_Tasks to perform_
1/ Find every line in the rows that contains the word "sleeve" and copy each one out.
2/ Carry on the passage about underground fire safety, starting after its final sentence.

_Given passage_
::::::::

In general, the British Standard BS 9990 covers multi-storey buildings above ground by the means of a riser pipe and landing valves situated within the fire-fighting stair.

Underground Fire Safety

As the Crossrail network is similar in construction to the London Underground system, following the LU standard S1-082 Active fire protection systems and portable fire equipment, became a standard reference document.

Key requirements from the document are described below;

• Fire hydrants and fire main systems shall comply with the recommendations made in BS 9990, with the exceptions detailed in the following clauses of this Standard. Compliance must be achieved for all public areas of the station and such non-public areas that are agreed with the Fire Authority as being of sufficiently high fire risk.
• Fire main outlets (wet or dry) shall be provided near each end of each station platform. The outlets shall be located in a fire-fighting shaft where one is provided. Where no fire-fighting shaft is provided, twin outlets shall be provided on landing valves (each incorporating a twin outlet and a suitable pressure-reducing valve arrangement) on each platform, a maximum of 60m from each head wall or platform end (whichever is the furthest from the fire-fighting access to the platform) and no more than 60m apart. Other outlets must be provided to ensure all parts of the route fire-fighters would use to access these outlets is no more than 60m unobstructed distance from an outlet.

::::::::

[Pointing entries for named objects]

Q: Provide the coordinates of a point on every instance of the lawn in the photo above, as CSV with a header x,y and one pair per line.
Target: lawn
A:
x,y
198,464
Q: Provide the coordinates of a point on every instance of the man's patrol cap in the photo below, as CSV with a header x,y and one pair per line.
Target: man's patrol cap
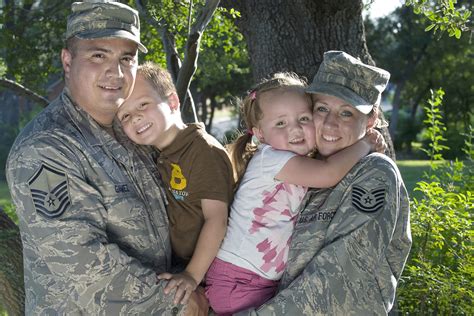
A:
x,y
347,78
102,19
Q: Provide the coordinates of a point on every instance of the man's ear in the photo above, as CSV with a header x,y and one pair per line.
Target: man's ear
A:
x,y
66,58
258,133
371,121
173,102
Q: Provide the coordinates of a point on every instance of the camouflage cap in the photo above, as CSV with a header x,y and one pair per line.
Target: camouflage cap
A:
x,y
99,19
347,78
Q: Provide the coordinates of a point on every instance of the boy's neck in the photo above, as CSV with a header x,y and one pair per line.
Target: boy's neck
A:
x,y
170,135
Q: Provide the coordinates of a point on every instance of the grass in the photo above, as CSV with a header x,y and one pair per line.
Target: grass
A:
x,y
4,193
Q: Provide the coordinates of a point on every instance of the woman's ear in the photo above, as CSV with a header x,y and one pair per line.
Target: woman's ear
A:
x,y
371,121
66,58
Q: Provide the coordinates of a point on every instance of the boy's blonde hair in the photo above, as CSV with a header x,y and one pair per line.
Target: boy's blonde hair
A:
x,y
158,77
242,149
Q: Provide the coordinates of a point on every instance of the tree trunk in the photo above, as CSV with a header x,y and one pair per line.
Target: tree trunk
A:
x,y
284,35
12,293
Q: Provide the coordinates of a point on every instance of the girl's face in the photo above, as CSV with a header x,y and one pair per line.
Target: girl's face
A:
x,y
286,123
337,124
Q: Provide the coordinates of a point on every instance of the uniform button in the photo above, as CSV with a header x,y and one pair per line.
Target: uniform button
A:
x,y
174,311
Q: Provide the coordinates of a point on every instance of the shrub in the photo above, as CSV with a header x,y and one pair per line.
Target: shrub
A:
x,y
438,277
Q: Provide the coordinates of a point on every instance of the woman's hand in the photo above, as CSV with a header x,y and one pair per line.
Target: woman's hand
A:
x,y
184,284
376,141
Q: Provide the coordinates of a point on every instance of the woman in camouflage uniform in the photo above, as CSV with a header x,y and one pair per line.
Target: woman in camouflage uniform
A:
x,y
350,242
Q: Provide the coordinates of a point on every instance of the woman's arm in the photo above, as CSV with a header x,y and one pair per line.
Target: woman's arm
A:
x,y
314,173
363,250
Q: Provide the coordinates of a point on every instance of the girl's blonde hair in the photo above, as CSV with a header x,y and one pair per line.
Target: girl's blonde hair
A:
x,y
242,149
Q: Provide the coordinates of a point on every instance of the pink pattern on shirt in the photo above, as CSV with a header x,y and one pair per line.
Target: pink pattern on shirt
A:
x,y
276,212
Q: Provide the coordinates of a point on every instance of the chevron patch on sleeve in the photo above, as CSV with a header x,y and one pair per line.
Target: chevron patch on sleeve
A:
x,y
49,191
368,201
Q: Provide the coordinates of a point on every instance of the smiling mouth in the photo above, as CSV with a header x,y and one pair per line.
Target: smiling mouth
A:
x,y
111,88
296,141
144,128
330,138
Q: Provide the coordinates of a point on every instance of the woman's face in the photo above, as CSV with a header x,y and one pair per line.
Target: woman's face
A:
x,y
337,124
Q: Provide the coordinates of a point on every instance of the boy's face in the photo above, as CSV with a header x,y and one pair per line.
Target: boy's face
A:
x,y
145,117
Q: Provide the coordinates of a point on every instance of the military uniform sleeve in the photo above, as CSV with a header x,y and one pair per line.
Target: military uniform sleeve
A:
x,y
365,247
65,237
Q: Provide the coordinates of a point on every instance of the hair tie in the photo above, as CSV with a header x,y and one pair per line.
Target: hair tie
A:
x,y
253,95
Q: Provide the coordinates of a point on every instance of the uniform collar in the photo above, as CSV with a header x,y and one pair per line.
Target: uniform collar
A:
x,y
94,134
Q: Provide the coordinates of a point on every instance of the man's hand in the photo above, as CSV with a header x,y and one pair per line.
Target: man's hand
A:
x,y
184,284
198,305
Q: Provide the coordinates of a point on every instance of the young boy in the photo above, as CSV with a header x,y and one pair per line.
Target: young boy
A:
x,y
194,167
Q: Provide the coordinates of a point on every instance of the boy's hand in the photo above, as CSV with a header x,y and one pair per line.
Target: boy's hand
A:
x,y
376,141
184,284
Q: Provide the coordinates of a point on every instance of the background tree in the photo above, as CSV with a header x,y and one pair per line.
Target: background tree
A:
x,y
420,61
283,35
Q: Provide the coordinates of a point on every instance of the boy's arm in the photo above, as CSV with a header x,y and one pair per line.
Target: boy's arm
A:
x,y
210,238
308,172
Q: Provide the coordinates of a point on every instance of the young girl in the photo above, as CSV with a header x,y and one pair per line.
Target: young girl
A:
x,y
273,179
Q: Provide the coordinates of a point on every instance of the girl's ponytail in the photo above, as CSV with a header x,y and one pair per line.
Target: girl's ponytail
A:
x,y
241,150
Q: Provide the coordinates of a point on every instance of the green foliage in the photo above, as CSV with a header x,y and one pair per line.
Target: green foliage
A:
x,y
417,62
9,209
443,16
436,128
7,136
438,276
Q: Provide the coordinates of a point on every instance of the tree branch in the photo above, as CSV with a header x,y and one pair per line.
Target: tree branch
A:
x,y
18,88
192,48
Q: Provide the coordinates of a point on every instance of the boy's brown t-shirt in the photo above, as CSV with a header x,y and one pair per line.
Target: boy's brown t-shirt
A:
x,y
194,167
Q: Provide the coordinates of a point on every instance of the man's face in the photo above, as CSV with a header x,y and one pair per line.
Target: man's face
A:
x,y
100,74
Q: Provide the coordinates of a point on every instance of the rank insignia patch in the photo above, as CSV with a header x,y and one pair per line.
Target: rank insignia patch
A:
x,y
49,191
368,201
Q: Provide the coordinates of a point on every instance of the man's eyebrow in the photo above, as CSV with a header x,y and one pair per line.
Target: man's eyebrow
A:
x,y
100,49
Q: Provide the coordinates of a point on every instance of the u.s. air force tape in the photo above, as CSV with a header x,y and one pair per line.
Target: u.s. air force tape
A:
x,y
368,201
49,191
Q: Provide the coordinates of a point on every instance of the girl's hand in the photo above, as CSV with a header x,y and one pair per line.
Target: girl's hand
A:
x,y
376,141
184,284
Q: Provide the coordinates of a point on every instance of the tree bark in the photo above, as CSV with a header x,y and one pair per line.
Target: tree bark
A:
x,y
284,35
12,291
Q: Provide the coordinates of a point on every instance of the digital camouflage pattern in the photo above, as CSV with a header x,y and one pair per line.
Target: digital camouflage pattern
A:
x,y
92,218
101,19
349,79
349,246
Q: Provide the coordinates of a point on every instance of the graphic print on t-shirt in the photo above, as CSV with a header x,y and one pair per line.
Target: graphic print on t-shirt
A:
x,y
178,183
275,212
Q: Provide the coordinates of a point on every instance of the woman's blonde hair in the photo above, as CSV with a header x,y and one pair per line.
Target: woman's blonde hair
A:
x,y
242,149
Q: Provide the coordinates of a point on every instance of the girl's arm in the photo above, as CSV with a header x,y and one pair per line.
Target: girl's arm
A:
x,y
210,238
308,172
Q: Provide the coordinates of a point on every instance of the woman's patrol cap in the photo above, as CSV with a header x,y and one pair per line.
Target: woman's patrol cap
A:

::::::::

_The responses_
1/
Q: Provide the coordinates of a point on every instance of the chevron patch on sleeve in the photo above, as CSV with a header x,y and one pair per line.
Target: chevron patch on sleeve
Q: Provide the coordinates of a point on every instance of the military uniform sleeve in the photo above, as CSV with a header x,y and one pair per line.
Target: military uniform sleeve

2/
• BS 9990 recommends the installation of isolating valves spaced a maximum distance of 10m apart. This is not required – isolating valves shall be monitored or secured with padlocks and straps and shall be positioned at locations chosen so as to optimise the efficiency of maintenance and to maximise the availability of the hydrant system in case of component failure.
• Dry mains and charged dry mains are required to have a nominal diameter of at least 150mm and a 4-way breeching inlet.
• Where the calculated time to fill the main via the apparatus available to the fire brigade is greater than 2 minutes, the main must be designed to be a charged dry main, kept filled with water and must incorporate the facility to top-up the system via a dedicated header tank.

This has formed the basis of the Crossrail design and adopted the title; Charged Dry Falling Main. This system also reduces the volume of air and allows for continuous monitoring of leaks.

Approvals

Selecting the correct components for the Charged Dry Falling Main becomes the most important factor due to flows, friction losses, pipe runs, hazards, and remoteness from the Breeching Inlet (Water Supply) and linked from more than one location.

BS 5041 Parts 1 & 2 requires each valve to be marked with the following:

a) The letters “LP” (for low pressure valves) or “HP” (for high pressure valves) in a position which will be visible after the valve has been installed;
b) The nominal size;
c) The manufacturer’s name or trademark;
d) The number of this standard, i.e. BS 5041/2

CE marking on a product is the manufacturer’s declaration that the product complies with the essential requirements of all the Directives that apply to it. It indicates to the appropriate bodies that the product may be legally offered for sale in this country.

The requirements for CE marking differ across all the Directives and may also vary for different products within a Directive (Pressure Equipment (PED) 97/23/EC).

Depending on the product, CE marking may be as simple as formulating a technical file, or as complex as having to submit your products to regular independent scrutiny.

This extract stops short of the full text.